EXERCISE AIM:
Return the whole listing, keeping every character the same.

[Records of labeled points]

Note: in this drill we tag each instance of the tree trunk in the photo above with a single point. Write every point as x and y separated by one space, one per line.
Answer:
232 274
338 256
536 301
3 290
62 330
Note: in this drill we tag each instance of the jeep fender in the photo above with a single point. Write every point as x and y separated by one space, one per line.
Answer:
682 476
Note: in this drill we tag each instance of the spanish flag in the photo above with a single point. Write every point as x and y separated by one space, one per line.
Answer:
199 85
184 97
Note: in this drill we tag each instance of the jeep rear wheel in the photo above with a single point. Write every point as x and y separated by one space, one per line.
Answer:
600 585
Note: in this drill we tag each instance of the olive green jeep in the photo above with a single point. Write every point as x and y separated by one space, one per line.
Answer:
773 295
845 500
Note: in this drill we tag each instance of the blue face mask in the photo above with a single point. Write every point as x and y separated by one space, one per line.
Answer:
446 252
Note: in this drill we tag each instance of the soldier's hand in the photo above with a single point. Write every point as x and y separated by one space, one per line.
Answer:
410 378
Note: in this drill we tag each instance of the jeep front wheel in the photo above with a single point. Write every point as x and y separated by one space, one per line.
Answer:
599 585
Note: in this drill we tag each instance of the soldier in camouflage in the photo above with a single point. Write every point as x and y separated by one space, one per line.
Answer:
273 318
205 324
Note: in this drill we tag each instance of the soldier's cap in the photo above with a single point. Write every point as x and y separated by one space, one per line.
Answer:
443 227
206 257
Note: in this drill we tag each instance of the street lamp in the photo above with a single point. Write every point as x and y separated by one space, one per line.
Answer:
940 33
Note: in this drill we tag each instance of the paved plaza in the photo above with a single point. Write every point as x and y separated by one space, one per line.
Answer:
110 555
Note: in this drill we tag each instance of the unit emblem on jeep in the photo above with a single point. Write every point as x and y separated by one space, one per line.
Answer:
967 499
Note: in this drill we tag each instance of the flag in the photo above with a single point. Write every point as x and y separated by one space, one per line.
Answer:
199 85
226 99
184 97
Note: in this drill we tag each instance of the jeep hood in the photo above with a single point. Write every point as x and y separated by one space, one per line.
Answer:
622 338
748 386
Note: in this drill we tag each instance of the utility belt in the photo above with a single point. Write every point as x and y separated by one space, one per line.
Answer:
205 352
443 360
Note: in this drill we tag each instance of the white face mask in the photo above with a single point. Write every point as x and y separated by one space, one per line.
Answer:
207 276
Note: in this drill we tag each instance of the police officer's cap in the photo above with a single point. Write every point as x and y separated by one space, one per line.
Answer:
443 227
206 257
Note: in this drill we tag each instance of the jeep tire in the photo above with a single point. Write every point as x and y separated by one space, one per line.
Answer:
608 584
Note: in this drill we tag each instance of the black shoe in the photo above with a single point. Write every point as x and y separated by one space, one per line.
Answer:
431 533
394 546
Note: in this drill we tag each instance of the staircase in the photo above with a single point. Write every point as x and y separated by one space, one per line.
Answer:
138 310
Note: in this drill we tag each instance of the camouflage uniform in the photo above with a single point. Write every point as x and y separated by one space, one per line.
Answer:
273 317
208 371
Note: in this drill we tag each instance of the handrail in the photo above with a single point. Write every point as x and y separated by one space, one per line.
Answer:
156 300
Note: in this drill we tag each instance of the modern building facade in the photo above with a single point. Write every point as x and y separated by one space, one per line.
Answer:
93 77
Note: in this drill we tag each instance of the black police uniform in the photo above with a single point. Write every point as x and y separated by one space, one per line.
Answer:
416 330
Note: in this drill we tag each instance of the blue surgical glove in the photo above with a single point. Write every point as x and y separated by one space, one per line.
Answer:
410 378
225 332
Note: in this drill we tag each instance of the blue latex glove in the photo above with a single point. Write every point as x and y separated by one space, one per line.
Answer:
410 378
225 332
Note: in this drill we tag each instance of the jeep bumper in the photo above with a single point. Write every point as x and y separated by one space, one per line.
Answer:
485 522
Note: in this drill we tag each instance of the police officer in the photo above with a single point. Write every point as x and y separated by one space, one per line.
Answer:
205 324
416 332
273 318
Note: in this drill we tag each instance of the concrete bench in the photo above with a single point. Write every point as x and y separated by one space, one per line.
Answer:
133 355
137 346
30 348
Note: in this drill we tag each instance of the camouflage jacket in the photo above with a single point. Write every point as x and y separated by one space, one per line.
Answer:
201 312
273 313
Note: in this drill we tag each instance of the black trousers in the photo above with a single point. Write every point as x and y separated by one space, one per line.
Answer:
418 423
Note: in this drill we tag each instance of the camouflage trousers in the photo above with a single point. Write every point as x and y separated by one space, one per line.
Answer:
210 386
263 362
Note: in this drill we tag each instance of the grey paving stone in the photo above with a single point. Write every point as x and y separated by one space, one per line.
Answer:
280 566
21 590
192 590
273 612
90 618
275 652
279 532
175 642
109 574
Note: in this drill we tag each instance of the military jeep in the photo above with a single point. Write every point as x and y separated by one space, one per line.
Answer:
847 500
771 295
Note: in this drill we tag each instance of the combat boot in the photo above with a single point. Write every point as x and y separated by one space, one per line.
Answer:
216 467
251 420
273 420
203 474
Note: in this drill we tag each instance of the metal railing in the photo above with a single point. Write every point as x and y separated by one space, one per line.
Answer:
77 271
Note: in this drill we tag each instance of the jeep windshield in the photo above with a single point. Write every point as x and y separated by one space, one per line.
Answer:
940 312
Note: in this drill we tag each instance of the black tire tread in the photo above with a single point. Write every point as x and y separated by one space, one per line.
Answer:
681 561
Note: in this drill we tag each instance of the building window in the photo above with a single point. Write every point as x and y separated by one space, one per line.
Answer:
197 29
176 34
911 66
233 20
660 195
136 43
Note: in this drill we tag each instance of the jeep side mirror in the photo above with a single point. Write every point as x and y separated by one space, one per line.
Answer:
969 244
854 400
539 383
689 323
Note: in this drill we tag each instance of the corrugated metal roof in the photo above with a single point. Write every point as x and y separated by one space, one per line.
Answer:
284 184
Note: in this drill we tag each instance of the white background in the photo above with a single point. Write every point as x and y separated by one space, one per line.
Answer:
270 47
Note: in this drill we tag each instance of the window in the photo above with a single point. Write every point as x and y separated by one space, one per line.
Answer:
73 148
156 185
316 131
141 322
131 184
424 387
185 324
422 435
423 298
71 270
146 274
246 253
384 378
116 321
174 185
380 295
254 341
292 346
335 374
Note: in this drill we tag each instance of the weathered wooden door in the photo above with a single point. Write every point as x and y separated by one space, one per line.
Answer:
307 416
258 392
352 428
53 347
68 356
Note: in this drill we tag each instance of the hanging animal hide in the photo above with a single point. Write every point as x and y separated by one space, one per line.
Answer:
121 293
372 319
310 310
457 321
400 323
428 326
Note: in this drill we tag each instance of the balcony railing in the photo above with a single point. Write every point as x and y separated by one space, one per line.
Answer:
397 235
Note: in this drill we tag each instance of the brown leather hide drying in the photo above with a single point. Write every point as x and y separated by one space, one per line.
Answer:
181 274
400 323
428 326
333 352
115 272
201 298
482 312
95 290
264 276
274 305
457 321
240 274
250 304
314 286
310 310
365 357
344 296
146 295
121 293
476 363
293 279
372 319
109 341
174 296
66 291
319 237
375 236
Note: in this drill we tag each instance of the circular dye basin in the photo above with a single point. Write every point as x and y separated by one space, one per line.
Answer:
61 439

FULL SOLUTION:
Note: in this drill we tag each instance of the tree trunk in the photo above with a single point. Write every point as x and y separated by one space, one per line.
Answer:
232 274
338 256
536 301
3 290
62 330
Note: in this drill we tag each instance of the jeep fender in the photo above with a single point. Write every point as x and y separated by one space, one per line.
Answer:
682 476
Note: in this drill we tag each instance of the spanish flag in the photo above with a single point. Write every point as x and y separated by one space, one per line.
Answer:
199 85
184 97
Note: in this drill we tag each instance of the jeep rear wheel in the photo above with a single point. Write every point as x and y separated by one space, one per line.
Answer:
600 585
Note: in this drill we tag each instance of the olive green jeep in the photo above with a single point. Write every point as x and y separated by one space, one per line.
Answer:
773 295
845 500
Note: in this drill we tag each instance of the blue face mask in the photo above with a single point. Write every point as x and y separated by one space, one per line.
Answer:
446 252
Note: in this drill we tag each instance of the soldier's hand in the photo above with a single point. Write every point as x and y separated by one space, one per line.
Answer:
410 378
Note: in this drill we tag each instance of the jeep front wheel in the photo above with a single point. Write every point as x and y separated by one space, one per line.
Answer:
599 585
Note: in this drill we tag each instance of the soldier in camouflage in the photo above with a single point. Write every point as x and y separated by one space, one per line.
Answer:
273 318
205 324
Note: in this drill we tag each instance of the soldier's cap in the photo above with a single point. Write every point as x and y separated by one space, one per line.
Answer:
443 227
206 257
Note: in this drill we tag each instance of the street lamp in the photo above with a single point. Write every point as x and y separated by one space, one per line.
Answer:
940 33
Note: in this drill we tag each instance of the paved plaza in the photo above with a single point. Write every point as x and y separated by one space, one per line.
Answer:
110 555
Note: in this drill we tag each instance of the unit emblem on jeep in the photo above with a single point. Write every point as x and y separated by one space, one per line.
Answer:
967 499
Note: in this drill we tag each instance of the flag in the photo above with a single point. Write every point as x and y separated by one space, one per line.
Answer:
199 85
226 99
184 97
Note: in this drill we tag each instance of the jeep hood in the photo above with a single point. Write every point as x and y separated by one space, one per line.
Answer:
622 338
748 386
Note: in this drill we tag each instance of the utility belt in the photo above with a single point. Write every point as x and y separated by one space, one per line.
Answer:
205 352
443 360
Note: in this drill we tag each instance of the white face mask in the photo above with a single point. Write every point as x and y separated by one space, one per line.
Answer:
207 276
Note: in this drill we tag each instance of the police officer's cap in the photo above with a single point. Write every point as x and y separated by one space, one per line.
Answer:
443 227
206 257
Note: in this drill we tag each instance of the jeep tire in the photo above with a single point. Write every point as x and y separated by one space, one per line.
Answer:
608 584
Note: in this drill we tag each instance of the black shoe in the photo above with a single point. Write every point as x and y separated by one space, one per line.
Answer:
431 533
394 546
Note: in this drill we tag each instance of the staircase in the photo above with a single point. Write every point as x and y separated by one space, one per line.
Answer:
138 310
Note: in this drill we tag each instance of the camouflage uniform in the photo above with a single point. Write every point as x and y separated by one space, one per line.
Answer:
273 317
208 371
Note: in this drill we tag each instance of the handrail in the photo above with a single point. Write every point as x and y separated by one space, one per line.
Answer:
156 300
Note: in this drill we tag each instance of the modern building facade in the photo above with a single point. Write every point as x and y separated by one space, one per line.
Answer:
93 77
Note: in this drill we tag each instance of the black police uniform in the photo above with a single point. Write every point as x and y separated by one space, one per line.
Answer:
416 330
Note: in this drill we tag each instance of the blue surgical glove in the photo above with a single point. Write every point as x and y separated by one space, one per line.
Answer:
410 378
225 332
Note: in this drill we tag each instance of the blue latex glove in the photo above with a single point. Write every point as x and y separated by one space, one per line.
Answer:
410 378
225 332
Note: in this drill we tag each instance of the jeep bumper in the photo above with a single point. Write every point as x and y separated by one space, one per line.
Answer:
485 522
Note: in this drill we tag each instance of the police officer in the photo above with a single point. Write every point as x and y separated by one space, one per line.
Answer:
205 324
416 332
273 318
Note: in this drill we tag each instance of the concrete bench in the photo above with a single point. Write every point as x and y separated by one space, one per line.
Answer:
133 355
137 346
30 348
Note: in this drill we tag each instance of the camouflage jacket in the photo above with a single point. Write every point as x and y separated by one space, one per line.
Answer:
201 312
273 313
Note: in this drill we tag each instance of the black trousers in the photo above with a single point. Write every point as x and y separated by one space, one per line.
Answer:
418 423
Note: in this drill we tag each instance of the camouflage trousers in the photo above with a single point. Write every point as x and y separated by one space, one per line.
Answer:
210 386
263 362
Note: in this drill we tag each instance of the grey paving stone in the photo above with a single point. Write every point as x and y separated by one space, one per line.
Answer:
280 566
21 590
192 590
273 612
90 618
275 652
279 532
175 642
109 574
Note: in this drill we tag each instance of the military jeep in the photo above with a single point. Write every point as x and y separated by one space, one per line.
Answer:
847 500
771 295
Note: in this drill we tag each instance of the combat boot in the photo above with a single point. Write every point as x and y separated by one space, one per line.
Answer:
216 467
251 420
273 420
203 474
Note: in this drill we tag each instance of the metal railing in the photo above with a single point. Write every point as x and y separated by one space, one per line.
Answer:
77 271
Note: in this drill we tag each instance of the jeep windshield in the photo above with a single point. Write every point as x and y separated by one space, one per line.
Answer:
940 312
Note: in this drill we tag each instance of the black tire tread in the photo above with a single point. Write every point as x and y separated by one space, one per line.
Answer:
681 561
Note: in this drill we tag each instance of the building window in the photo above with a single point. Write every point as x and y separated by one space, one per line.
Answer:
197 29
176 34
911 66
233 20
660 195
136 43
Note: in this drill we tag each instance of the jeep side mirror in the photo above with a single point. Write every point as x and y separated by one space, one per line.
Answer:
969 244
854 400
539 383
689 323
Note: in this drill we tag each instance of the corrugated metal roof in the photo above with a single point. Write every point as x and y separated by one space, one per line.
Answer:
284 184
Note: in this drill we tag each instance of the white background in the photo above with a single point. Write every point as x and y separated by one space, one per line.
Answer:
270 47
Note: in this drill we tag each instance of the window in the photo above with a single point. Write every point as x and y separated by one space, one per line.
Answer:
73 148
156 185
316 131
141 322
131 184
424 387
185 324
422 435
423 298
71 270
146 274
246 253
384 378
116 321
174 185
380 295
254 341
292 346
335 374
Note: in this drill we tag each instance of the weathered wooden door in the photo above with a single point. Write every point as x and y separated by one space, one per line.
Answer:
307 416
258 392
352 428
53 347
68 356
Note: in this drill we tag each instance of the hanging animal hide in the photo above with a single point. Write every point as x and y separated by one space, one per line.
Answer:
121 293
372 319
310 310
457 321
400 323
428 326
Note: in this drill we tag each instance of the balcony railing in the photo above with a single point. Write every point as x and y separated by one space, one per line.
Answer:
397 235
Note: in this drill we tag each instance of the brown leather hide drying in the photo above with a single point. Write every point as x and y separated by one space, one per line.
Answer:
181 274
400 323
428 326
333 352
115 272
201 298
482 312
95 290
264 276
274 305
457 321
240 274
250 304
314 286
310 310
365 357
344 296
146 295
121 293
476 363
293 279
372 319
109 341
174 296
66 291
319 237
375 236
Note: in this drill we tag each instance of the circular dye basin in the photo above with a single point. Write every point as x and y separated by one space, one per line.
Answer:
61 439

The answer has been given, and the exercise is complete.